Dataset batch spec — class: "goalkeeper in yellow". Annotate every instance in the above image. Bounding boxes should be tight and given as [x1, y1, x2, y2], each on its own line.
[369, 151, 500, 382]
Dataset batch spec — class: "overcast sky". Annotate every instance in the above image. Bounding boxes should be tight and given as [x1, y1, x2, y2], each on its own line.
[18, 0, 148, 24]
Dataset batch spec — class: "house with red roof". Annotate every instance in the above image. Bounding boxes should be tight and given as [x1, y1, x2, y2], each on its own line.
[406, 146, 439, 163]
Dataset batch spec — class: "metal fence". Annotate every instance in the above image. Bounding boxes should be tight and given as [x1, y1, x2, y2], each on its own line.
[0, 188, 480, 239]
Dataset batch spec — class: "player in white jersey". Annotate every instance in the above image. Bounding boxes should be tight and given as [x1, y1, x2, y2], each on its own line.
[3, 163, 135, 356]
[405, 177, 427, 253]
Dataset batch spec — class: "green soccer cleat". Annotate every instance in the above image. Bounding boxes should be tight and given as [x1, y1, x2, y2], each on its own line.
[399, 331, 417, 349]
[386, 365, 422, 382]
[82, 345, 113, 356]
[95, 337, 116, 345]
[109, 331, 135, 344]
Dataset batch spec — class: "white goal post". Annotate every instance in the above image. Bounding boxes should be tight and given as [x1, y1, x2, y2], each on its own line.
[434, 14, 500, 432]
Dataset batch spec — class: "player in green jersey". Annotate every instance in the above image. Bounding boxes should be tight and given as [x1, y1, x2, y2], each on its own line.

--------------------

### PROBLEM REQUIREMENTS
Please pull out each line of the items above that contains the word "jersey" and copy those lines in full.

### EXPECTED ANSWER
Dataset batch spec — class: "player in white jersey". Annotate every instance in the above image. Bounding boxes should be tight and given as [x1, y1, x2, y2], each on its own line.
Dataset batch spec — class: "player in green jersey". Annotate every instance in the above image. Bounding boxes should be tight and given as [x1, y1, x2, y2], each on its own line.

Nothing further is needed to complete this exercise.